### Stated goal:
Rewrite the records from the line containing "of the sky." through the end of the records, inclusive, keeping the requests, and scale every coordinate in the answers by 2.35, rounding to whole numbers with halves rounded up.

Object position labeling records:
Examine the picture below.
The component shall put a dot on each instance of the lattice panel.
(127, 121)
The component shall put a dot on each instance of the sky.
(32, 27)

### Written response:
The component shall put a dot on each instance of the sky.
(75, 63)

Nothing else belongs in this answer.